===== EXCERPT
Field of Science

Tricolia: Fluorescent Seashells

Tricolia pullus, copyright Ar rouz.

Search among patches of seaweed along the shores of Africa, Australia or warmer parts of Eurasia and you may be able to find represents of the marine gastropod genus Tricolia. Tricolia are small shells, less than a centimetre in height, with shiny shells that may be smooth or spirally ribbed. Most species have a moderately high spire and an ovate shape but some are lower and more globose (Knight et al. 1960). The shell may or may not have an umbilicus, and there is a calcareous, externally convex operculum. Tricolia belongs to the Phasianellidae, commonly known as pheasant shells, presumably in reference to the bold, intricate colour patterns of many species. Species of Tricolia and the closely related genus Eulithidium, which replaces it in the Americas, have shell pigments containing porphyrin that fluoresce under ultraviolet light (Vafiadis & Burn 2020). Over forty species of Tricolia are currently recognised with the highest diversity in southern Africa (Nangammbi et al. 2016). However, the taxonomy of the genus has historically been confused due to polymorphic species being named multiple times; it is possible that at least some of the apparent African diversity is an artefact of the genus being largely unrevised in that region. An analysis of some of the southern African taxa by Nangammbi et al. (2016) found that some 'species' could not be distinguished genetically. They were, nevertheless, distinct geographically and the authors suggested that they may be variants of a single species responding to different environments.

Variants of Tricolia kochii, copyright Brian du Preez.
==========
===== DATA SUPPLIED
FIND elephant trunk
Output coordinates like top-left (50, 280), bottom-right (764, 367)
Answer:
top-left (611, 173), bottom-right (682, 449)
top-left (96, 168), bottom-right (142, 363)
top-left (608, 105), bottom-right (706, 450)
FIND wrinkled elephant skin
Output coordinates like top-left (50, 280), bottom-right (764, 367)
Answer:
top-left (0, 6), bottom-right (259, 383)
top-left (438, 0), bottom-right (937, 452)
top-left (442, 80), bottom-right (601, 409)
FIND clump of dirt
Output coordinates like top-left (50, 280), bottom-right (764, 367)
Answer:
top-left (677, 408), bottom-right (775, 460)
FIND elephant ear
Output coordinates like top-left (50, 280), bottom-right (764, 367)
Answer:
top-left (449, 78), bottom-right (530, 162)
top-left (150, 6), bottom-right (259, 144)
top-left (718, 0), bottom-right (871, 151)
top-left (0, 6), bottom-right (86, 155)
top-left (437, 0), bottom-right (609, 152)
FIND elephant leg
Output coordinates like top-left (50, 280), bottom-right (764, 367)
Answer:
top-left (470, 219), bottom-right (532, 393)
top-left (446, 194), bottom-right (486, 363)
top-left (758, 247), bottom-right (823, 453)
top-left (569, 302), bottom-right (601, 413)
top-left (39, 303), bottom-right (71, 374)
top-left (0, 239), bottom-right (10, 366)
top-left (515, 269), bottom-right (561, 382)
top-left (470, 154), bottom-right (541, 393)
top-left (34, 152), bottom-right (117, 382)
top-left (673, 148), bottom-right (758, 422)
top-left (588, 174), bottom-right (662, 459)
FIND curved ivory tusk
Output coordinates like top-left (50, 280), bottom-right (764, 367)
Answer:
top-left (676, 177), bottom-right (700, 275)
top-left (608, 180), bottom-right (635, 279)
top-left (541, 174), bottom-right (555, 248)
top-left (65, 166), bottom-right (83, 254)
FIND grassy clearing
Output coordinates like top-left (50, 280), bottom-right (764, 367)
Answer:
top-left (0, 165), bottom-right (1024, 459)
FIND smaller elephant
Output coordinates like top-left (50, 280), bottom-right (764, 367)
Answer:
==========
**ACTIONS TO TAKE**.
(a) List each published work cited in the article on Tricolia, giving its authors and year.
(b) Carry the article on Tricolia forward from its final line, in the same formal register.

**RESULTS BY TASK**.
(a) Knight et al. (1960); Vafiadis & Burn (2020); Nangammbi et al. (2016)

(b)
Like other members of the Vetigastropoda (the clade containing most of what used to be called the 'archaeogastropods'), Tricolia species have a simple life cycle without an actively feeding planktonic larva. The basic mode of reproduction is by broadcast spawning with separate males and females releasing gametes into the water column. After fertilisation, a brief non-feeding planktonic phase is nourished by yolk from the egg before the larva settles. The brevity of this phase is reflected by the resultant form of the protoconch which accounts for less than an entire whorl. In the Indo-West Pacific species T. variabilis, the male is smaller than the female and sits directly on her, waiting to fertilise her eggs as they are laid as gelatinous capsules rather than freely broadcasted. A temperate Australian species, T. rosea, takes things a step further as the female broods embryos (up to nearly fifty at a time) within the cavity of the last shell whorl (Vafiadis & Burn 2020). How the eggs are actually fertilised remains unknown but all embryos within a brood are about the samesize and stage of development, indicating a single fertilisation event; perhaps males associate with females as in T. variabilis. After the young pheasant shells hatch or settle, they initially feed on diatoms and other microalgae until they eventually grow enough to move onto the seaweed fronds that will comprise their adult diet.


Knight, J. B., L. R. Cox, A. M. Keen, R. L. Batten, E. L. Yochelson & R. Robertson. 1960. Gastropoda: systematic descriptions. In: R. C. Moore (ed.) Treatise on Invertebrate Paleontology pt I. Mollusca 1. Mollusca—general features, Scaphopoda, Amphineura, Monoplacophora, Gastropoda—general features, Archaeogastropoda and some (mainly Paleozoic) Caenogastropoda and Opisthobranchia pp. I171–I351. Geological Society of America: Boulder (Colorado), and University of Kansas Press: Lawrence (Kansas).

Nangammbi, T. C., D. G. Herbert & P. R. Teske. 2016. Molecular insights into species recognition within southern Africa's endemic Tricolia radiation (Vetigastropoda: Phasianellidae). Journal of Molluscan Studies 82: 97–103.

Vafiadis, P., & R. Burn. 2020. Internal embryonic brooding and development in the southern Australian micro-snail Tricolia rosea (Angas, 1867) (Vetigastropoda: Phasianellidae: Tricoliinae). Molluscan Research 40 (1): 60–76.